**Exercise brief**
Can you put only the lines of the material below, starting at the line that contains "of the open" and ending at the line that contains "column 94, row 952", into a JSON list of strings with one string per line and blank lines left out?

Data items
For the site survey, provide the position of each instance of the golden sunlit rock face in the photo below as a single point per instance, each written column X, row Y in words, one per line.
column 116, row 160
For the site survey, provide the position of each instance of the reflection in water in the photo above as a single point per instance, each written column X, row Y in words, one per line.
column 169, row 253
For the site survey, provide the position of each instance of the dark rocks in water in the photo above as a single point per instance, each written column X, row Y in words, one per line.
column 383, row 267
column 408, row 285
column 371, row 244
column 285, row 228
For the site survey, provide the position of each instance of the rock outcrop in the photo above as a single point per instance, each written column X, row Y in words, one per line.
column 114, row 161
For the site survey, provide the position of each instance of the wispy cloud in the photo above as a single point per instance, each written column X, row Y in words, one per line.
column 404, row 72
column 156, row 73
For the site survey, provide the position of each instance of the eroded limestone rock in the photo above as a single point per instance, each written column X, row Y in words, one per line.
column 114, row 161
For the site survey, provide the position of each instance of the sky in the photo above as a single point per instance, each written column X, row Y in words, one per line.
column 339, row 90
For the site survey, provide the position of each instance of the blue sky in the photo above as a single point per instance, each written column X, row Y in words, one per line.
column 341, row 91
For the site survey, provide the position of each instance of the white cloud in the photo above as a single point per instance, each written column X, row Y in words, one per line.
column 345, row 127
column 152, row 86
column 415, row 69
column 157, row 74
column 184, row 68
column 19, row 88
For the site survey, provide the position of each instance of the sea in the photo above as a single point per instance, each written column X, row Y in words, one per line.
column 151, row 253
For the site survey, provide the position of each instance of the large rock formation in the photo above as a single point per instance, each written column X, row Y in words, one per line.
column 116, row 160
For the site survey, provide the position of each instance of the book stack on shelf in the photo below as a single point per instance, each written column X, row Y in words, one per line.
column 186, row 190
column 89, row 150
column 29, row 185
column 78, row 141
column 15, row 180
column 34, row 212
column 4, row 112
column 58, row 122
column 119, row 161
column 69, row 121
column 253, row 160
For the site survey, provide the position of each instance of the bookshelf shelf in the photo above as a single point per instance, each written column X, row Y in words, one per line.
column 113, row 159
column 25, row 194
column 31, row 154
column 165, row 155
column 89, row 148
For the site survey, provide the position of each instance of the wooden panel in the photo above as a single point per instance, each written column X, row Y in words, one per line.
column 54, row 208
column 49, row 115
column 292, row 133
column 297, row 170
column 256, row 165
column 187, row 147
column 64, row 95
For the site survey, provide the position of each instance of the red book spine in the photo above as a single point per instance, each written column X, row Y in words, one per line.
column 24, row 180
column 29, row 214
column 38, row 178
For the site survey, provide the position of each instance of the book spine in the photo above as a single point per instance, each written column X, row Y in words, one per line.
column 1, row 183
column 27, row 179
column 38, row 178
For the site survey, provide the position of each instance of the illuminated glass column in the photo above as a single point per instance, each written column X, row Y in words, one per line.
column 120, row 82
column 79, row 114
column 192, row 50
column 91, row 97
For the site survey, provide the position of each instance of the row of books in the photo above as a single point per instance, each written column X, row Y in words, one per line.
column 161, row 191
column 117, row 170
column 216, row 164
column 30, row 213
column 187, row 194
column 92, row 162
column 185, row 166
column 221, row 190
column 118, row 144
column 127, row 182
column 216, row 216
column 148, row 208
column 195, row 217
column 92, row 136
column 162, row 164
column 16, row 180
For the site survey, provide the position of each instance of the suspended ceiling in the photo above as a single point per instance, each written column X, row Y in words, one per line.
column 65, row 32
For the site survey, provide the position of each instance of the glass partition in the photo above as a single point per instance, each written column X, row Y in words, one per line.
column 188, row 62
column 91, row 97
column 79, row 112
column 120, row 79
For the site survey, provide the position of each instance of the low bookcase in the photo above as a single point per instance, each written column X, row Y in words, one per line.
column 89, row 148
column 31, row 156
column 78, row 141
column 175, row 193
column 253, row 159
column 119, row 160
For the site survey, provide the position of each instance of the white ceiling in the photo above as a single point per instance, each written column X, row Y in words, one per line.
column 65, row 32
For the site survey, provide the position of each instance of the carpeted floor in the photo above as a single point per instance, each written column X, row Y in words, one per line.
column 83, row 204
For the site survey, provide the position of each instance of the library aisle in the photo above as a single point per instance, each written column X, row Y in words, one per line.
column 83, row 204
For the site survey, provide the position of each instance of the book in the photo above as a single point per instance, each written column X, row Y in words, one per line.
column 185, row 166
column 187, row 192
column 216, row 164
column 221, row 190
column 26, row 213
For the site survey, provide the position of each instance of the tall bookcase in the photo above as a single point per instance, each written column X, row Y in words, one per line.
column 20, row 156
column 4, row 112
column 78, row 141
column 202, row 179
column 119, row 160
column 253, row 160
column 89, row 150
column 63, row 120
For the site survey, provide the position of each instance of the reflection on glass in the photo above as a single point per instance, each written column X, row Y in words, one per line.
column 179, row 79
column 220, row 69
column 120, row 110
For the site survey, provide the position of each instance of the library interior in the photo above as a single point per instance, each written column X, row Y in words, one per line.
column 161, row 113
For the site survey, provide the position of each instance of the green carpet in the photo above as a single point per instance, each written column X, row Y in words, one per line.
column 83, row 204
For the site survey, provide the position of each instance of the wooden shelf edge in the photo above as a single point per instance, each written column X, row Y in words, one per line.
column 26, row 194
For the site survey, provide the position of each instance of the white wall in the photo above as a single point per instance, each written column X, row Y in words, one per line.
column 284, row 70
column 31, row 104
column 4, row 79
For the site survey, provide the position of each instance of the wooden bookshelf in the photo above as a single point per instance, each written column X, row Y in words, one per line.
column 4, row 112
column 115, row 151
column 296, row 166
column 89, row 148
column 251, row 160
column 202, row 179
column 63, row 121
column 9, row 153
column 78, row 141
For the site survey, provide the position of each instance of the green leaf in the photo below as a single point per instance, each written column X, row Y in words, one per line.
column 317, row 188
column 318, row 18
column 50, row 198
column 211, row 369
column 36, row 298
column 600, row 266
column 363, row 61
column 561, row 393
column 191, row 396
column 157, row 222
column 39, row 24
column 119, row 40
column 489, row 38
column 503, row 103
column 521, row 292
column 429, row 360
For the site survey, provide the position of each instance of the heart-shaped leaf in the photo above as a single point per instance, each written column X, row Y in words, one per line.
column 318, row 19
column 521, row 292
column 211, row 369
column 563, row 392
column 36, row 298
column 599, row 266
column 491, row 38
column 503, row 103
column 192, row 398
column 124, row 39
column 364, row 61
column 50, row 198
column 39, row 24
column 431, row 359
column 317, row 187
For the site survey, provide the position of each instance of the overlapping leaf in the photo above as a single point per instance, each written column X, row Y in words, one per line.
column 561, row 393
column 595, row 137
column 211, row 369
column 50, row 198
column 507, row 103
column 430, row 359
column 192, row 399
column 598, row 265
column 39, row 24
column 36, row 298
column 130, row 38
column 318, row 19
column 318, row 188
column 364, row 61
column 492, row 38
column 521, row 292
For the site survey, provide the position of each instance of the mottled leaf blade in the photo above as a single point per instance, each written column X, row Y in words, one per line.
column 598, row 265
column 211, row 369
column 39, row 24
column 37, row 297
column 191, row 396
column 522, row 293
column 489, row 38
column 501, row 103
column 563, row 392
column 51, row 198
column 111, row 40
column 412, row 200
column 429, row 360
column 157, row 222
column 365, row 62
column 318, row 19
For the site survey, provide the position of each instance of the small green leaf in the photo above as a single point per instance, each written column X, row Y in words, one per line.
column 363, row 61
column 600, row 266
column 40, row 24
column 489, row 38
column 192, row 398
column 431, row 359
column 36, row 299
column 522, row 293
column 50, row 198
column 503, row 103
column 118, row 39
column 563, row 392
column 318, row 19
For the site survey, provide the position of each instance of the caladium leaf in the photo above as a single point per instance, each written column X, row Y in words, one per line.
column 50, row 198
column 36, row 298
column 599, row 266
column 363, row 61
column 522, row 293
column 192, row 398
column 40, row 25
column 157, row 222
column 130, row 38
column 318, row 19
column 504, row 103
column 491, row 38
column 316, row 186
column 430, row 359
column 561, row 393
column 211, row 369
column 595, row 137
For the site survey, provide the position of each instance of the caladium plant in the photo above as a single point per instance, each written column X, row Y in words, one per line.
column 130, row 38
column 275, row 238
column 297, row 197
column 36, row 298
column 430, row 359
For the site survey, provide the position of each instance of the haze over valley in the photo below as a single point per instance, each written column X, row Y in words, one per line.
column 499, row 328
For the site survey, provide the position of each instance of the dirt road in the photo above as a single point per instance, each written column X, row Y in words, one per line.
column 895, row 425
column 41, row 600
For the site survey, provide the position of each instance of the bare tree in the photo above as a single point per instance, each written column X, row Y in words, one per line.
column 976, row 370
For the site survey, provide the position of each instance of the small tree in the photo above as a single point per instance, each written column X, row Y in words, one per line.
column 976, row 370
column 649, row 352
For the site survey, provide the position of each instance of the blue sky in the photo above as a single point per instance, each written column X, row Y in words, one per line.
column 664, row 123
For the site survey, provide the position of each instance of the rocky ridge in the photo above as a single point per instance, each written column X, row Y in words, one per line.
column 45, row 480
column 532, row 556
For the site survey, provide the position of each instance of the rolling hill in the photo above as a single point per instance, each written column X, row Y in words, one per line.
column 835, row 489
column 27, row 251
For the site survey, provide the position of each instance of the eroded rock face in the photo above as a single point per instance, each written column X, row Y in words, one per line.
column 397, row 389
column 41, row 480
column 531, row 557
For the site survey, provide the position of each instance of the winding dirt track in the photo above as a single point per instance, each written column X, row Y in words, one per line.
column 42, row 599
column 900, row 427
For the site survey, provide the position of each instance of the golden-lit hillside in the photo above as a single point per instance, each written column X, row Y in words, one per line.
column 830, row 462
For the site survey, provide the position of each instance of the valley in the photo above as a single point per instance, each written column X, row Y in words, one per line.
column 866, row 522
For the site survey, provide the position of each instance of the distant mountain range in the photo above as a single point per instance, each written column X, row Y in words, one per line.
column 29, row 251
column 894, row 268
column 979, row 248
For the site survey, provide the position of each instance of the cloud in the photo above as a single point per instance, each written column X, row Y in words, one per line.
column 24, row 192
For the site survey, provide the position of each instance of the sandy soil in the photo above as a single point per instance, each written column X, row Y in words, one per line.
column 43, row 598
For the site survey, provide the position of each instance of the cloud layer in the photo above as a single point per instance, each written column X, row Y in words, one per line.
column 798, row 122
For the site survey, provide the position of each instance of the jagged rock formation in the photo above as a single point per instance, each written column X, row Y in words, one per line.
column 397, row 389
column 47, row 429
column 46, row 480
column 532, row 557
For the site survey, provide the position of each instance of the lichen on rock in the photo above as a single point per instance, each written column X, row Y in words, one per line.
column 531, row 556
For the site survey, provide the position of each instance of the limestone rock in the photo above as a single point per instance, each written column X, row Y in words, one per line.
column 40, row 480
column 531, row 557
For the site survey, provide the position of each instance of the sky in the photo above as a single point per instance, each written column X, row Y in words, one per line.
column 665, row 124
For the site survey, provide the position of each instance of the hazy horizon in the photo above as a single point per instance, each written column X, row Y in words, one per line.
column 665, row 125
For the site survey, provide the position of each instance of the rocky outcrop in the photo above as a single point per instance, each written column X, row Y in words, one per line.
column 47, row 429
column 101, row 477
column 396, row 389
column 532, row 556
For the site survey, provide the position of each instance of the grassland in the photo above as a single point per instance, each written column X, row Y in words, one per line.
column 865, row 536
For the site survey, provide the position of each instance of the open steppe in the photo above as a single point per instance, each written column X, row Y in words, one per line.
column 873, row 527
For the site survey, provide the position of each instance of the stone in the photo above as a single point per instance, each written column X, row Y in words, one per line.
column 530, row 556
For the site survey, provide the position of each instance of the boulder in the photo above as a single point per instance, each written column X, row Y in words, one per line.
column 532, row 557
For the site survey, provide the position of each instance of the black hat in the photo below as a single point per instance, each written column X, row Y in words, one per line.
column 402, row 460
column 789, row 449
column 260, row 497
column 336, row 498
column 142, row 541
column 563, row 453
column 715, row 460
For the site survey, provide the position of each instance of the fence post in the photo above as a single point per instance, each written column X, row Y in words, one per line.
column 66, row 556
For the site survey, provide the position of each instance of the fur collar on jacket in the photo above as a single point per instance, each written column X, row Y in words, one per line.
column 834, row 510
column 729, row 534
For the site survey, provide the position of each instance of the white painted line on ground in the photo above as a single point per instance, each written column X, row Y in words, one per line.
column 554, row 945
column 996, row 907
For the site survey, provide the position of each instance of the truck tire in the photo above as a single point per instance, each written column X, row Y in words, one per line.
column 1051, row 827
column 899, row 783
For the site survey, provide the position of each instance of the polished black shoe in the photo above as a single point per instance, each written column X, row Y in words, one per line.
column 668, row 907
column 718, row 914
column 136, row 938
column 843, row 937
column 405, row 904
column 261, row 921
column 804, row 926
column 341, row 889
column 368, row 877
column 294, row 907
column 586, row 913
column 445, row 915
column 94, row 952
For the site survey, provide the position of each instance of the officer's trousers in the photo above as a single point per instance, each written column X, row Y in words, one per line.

**Exercise response**
[
  "For the site survey, provide the position of each instance of the open steppe in the photo above as a single point per instance, each written column X, row Y in words, one per line.",
  "column 873, row 527",
  "For the site survey, provide the position of each instance of the stone in the photo above as a single point per instance, each written column X, row Y in words, one per line.",
  "column 530, row 556",
  "For the site survey, provide the position of each instance of the boulder in the photo above as a single point per instance, each written column X, row Y in words, one per line.",
  "column 532, row 557",
  "For the site survey, provide the position of each instance of the black hat in the photo below as a single point per instance, each written column X, row Y in words, one per line.",
  "column 402, row 460",
  "column 789, row 449",
  "column 260, row 497",
  "column 336, row 498",
  "column 142, row 541",
  "column 563, row 453",
  "column 715, row 460",
  "For the site survey, provide the position of each instance of the fence post in the photo above as a single point per instance, each written column X, row Y in words, one per line.",
  "column 66, row 556",
  "For the site survey, provide the position of each instance of the fur collar on jacket in the photo above as a single point per instance, each written column X, row Y in words, one per line.",
  "column 834, row 510",
  "column 729, row 534",
  "For the site survey, provide the position of each instance of the white painted line on ground in the photo above as a single point per instance, each written column X, row Y in words, one per line.",
  "column 554, row 945",
  "column 996, row 907",
  "For the site survey, provide the position of each instance of the truck tire in the photo above as a single point per instance, each written column X, row Y in words, one per line.",
  "column 1051, row 827",
  "column 899, row 783",
  "For the site survey, provide the position of each instance of the polished black shoe in the photo above as a single point per instance, each written column X, row Y in words, one per line.",
  "column 668, row 907",
  "column 718, row 914",
  "column 136, row 938",
  "column 843, row 937",
  "column 405, row 904",
  "column 261, row 921",
  "column 804, row 926",
  "column 341, row 889",
  "column 368, row 877",
  "column 294, row 907",
  "column 586, row 913",
  "column 445, row 915",
  "column 94, row 952"
]